[[ Provided entries open ]]

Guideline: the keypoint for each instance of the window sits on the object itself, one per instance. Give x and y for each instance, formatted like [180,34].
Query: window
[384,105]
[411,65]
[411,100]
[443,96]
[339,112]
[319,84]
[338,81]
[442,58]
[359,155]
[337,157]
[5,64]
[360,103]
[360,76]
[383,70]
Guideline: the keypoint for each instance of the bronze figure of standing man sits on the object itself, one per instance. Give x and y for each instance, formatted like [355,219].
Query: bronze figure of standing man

[[ Provided entries closed ]]

Assignment:
Starting from the line with "Query: window" and ending with the final line of the data, quote every line exactly, both ends included.

The answer:
Query: window
[384,105]
[411,65]
[411,100]
[443,96]
[339,112]
[319,84]
[338,81]
[442,58]
[359,155]
[337,157]
[5,64]
[360,103]
[360,76]
[383,70]
Guideline: the keypoint for each instance of the bronze figure of standing man sits on the object itself, one per instance. Give x and y for each instance, formatted like [355,219].
Query: bronze figure of standing man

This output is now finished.